§ Texto da página:
━━━
KLAUS MITTELDORF – 1970's

O Klaus traz na bagagem cliques da velha escola, do tempo em que cursava arquitetura, em 1974, e começou a registrar os amigos surfistas. Logo no ano seguinte, lançou o primeiro filme nacional de surfe, Terral, e continuou a documentar a cultura. Hoje, diante de seus mais de 80 prêmios mundiais, não é exagero dizer que ele se estabeleceu como um dos mais renomados nomes da fotografia de surfe.

"1975, Praia Vermelha, em Ubatuba. O Ritual de todo fim de semana. Antes de tudo, o surfe era uma atitude! Contagiou toda uma geração, que se sentia excluída da sociedade comandada por uma ditadura."

"Pipeline, 1978… Jackie Dunn em um dia de perfeição."
━━━
§ Itens fornecidos:
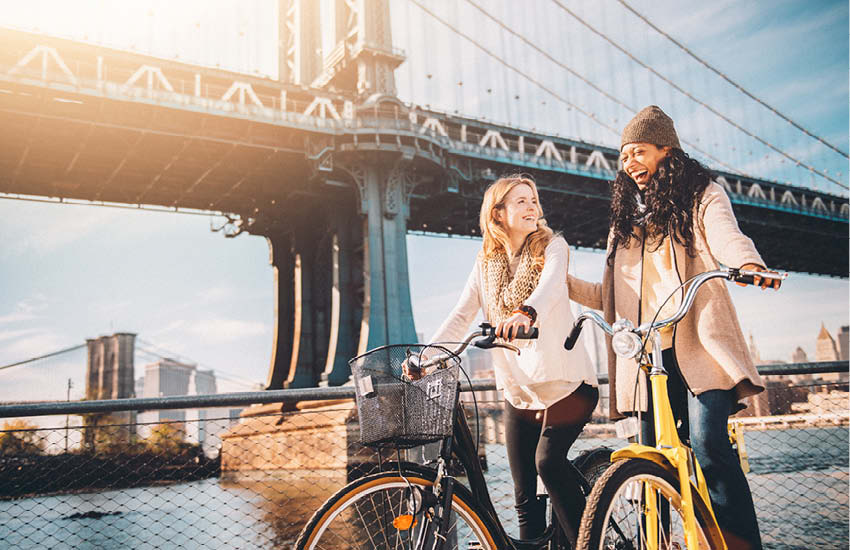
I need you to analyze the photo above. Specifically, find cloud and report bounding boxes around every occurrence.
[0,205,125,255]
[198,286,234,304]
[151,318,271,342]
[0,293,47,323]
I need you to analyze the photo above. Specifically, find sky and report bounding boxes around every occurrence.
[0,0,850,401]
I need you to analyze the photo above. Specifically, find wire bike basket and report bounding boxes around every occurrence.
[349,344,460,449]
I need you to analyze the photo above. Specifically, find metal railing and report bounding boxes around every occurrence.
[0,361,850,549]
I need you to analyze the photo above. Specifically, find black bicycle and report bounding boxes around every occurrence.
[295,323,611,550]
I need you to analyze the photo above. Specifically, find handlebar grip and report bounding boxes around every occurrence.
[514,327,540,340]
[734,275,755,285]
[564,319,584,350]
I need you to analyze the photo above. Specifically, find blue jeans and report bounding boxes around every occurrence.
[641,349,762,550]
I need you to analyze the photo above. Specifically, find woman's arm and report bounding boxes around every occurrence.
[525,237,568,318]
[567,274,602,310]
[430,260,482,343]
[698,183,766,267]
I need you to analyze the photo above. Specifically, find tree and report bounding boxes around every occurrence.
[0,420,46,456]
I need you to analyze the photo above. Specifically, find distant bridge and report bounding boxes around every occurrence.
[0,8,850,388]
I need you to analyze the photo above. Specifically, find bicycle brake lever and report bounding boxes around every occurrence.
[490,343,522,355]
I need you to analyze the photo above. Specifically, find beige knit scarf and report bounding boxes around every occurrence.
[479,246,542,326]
━━━
§ Tarefa indicada:
Reproduza, sem alterações, todo o trecho do texto sobre Klaus Mitteldorf que vai de "KLAUS MITTELDORF –" até "fotografia de surfe.".

§ Em resposta:
KLAUS MITTELDORF – 1970's

O Klaus traz na bagagem cliques da velha escola, do tempo em que cursava arquitetura, em 1974, e começou a registrar os amigos surfistas. Logo no ano seguinte, lançou o primeiro filme nacional de surfe, Terral, e continuou a documentar a cultura. Hoje, diante de seus mais de 80 prêmios mundiais, não é exagero dizer que ele se estabeleceu como um dos mais renomados nomes da fotografia de surfe.